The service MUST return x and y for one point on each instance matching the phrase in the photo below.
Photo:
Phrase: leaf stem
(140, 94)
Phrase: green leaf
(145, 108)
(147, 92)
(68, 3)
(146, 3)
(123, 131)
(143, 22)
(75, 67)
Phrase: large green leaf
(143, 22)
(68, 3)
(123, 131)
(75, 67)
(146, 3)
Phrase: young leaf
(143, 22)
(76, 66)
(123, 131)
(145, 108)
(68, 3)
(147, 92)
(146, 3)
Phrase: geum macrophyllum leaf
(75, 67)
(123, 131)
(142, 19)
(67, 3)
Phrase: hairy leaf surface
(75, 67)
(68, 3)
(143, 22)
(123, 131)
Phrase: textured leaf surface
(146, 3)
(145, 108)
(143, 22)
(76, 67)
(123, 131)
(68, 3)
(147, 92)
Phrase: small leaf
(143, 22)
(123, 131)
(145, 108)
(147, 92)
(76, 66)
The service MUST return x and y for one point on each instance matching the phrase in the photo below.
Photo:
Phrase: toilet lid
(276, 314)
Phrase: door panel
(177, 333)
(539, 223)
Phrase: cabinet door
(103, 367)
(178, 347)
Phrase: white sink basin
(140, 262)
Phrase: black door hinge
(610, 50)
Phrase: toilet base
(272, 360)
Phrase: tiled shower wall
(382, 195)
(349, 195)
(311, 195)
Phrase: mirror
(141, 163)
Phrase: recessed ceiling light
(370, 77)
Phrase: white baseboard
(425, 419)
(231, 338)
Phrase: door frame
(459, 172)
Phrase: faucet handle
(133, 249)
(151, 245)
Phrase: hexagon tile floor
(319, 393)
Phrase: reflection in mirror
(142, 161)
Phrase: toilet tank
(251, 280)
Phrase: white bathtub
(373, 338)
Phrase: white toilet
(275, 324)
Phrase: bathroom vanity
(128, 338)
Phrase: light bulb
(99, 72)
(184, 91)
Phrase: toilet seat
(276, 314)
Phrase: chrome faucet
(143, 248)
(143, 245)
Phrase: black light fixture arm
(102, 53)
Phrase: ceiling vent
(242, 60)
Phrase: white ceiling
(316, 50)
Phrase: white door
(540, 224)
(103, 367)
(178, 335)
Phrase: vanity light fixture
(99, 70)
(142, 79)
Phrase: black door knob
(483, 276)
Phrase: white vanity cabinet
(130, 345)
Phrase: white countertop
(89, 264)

- - - - - - -

> **PROBLEM STATEMENT**
Retype nothing except the lines from the line holding "Phrase: black door hinge" through the last line of the entries, both included.

> **THE ANSWER**
Phrase: black door hinge
(610, 50)
Phrase: toilet base
(272, 360)
Phrase: tiled shower wall
(382, 195)
(349, 195)
(311, 195)
Phrase: mirror
(141, 163)
Phrase: recessed ceiling light
(370, 77)
Phrase: white baseboard
(425, 419)
(231, 338)
Phrase: door frame
(459, 172)
Phrase: faucet handle
(133, 249)
(151, 245)
Phrase: hexagon tile floor
(319, 393)
Phrase: reflection in mirror
(142, 161)
Phrase: toilet tank
(251, 280)
Phrase: white bathtub
(373, 338)
Phrase: white toilet
(275, 324)
Phrase: bathroom vanity
(128, 338)
Phrase: light bulb
(99, 72)
(184, 91)
Phrase: toilet seat
(276, 314)
Phrase: chrome faucet
(143, 248)
(143, 245)
Phrase: black light fixture arm
(102, 53)
Phrase: ceiling vent
(242, 60)
Phrase: white ceiling
(316, 50)
Phrase: white door
(540, 224)
(103, 367)
(178, 335)
Phrase: vanity light fixture
(99, 70)
(142, 79)
Phrase: black door knob
(483, 276)
Phrase: white vanity cabinet
(130, 345)
Phrase: white countertop
(89, 264)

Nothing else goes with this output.